───── Document passage
Farmers with animals in pasture should check for their grass forages for the presence of ergot which can be toxic to cattle, sheep, swine and horses.
“Recent reports of ergot are not unexpected with the cool, wet spring we had,” said Dan Undersander, University of Wisconsin-Extension forage agronomist.
Ergot is a fungal disease that affects wild and cultivated grasses, as well as small grain crops such as wheat, oats, barley and especially rye. It produces a toxin that reduces blood flow in humans, cattle, sheep, swine and horses.
“The effect of ergot is cumulative,” Undersander said. “Poisoning may develop slowly if lesser quantities are eaten regularly.”
In animals such as cattle the first symptom of the alkaloid is lameness, two to four weeks after exposure, as a result of the reduced blood flow to extremities. The reduced blood flow will eventually lead to complete blockage of blood vessels with terminal necrosis of the extremities such as hooves and ears.
If ergot occurs in small grains, modern cleaning equipment may assist in removing sclerotia from grain. However, if sclerotia are broken or are the same size as the grain itself, removal might be difficult and costly. Often, attempted removal of sclerotia from grain will still result in levels above marketable thresholds. Tolerances for ergot sclerotia in harvested grain can be as low as 0.05% by weight.
The fungus only appears in seed heads and is present this year due to late pasture and hayfield harvesting because of wet conditions. Infected grass crops should be harvested to remove fungus infected seedheads and destroyed, not fed to animals or grazed. All infected hay should be destroyed and should not be used for animal bedding.
Undersander provided these tips for managing ergot:
- Rotate crops with at least one year between small grain crops.
- Use crops that are not susceptible to ergot (e.g., soybeans, alfalfa, corn) in years when small grains are not grown.
- Plant seed that is free of ergot sclerotia. Ergot-resistant varieties are not available, but avoid longer-flowering varieties as they tend to be more susceptible to infection.
- Keep weed grasses under control.
- Mow areas adjacent to small grain fields to prevent grasses from flowering and development of ergot in these areas.
- In fields where ergot becomes a problem, consider clean, deep plowing that will bury ergot sclerotia to at least three to four inches, thus preventing sclerotia from germinating. Pastures and hayfield infected should be mowed and harvested to removed seedheads with ergot and then the forage destroyed – do not feed or use for bedding.
──────────
§ **Try it**
Retype the part of the ergot article starting at "The fungus only" and ending at "susceptible to infection.".
───── Records
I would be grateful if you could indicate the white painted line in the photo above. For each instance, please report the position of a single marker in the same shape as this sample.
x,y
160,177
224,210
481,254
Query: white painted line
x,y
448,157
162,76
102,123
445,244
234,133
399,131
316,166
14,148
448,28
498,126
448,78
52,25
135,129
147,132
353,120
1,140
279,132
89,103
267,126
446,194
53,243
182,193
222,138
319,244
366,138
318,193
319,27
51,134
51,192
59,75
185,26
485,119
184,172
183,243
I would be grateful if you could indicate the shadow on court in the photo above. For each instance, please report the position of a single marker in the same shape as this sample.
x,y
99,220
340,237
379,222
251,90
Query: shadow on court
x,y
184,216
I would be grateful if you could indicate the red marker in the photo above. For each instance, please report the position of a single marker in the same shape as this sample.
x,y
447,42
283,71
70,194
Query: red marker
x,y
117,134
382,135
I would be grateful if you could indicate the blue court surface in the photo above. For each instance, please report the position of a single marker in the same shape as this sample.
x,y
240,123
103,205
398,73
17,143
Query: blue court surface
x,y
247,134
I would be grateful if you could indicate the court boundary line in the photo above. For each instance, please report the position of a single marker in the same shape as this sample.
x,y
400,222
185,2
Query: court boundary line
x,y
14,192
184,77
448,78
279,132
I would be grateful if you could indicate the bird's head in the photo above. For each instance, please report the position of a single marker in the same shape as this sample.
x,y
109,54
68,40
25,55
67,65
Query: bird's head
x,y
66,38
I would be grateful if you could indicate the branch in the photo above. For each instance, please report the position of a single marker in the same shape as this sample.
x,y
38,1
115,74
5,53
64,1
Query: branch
──────────
§ **The completed task**
The fungus only appears in seed heads and is present this year due to late pasture and hayfield harvesting because of wet conditions. Infected grass crops should be harvested to remove fungus infected seedheads and destroyed, not fed to animals or grazed. All infected hay should be destroyed and should not be used for animal bedding.
Undersander provided these tips for managing ergot:
- Rotate crops with at least one year between small grain crops.
- Use crops that are not susceptible to ergot (e.g., soybeans, alfalfa, corn) in years when small grains are not grown.
- Plant seed that is free of ergot sclerotia. Ergot-resistant varieties are not available, but avoid longer-flowering varieties as they tend to be more susceptible to infection.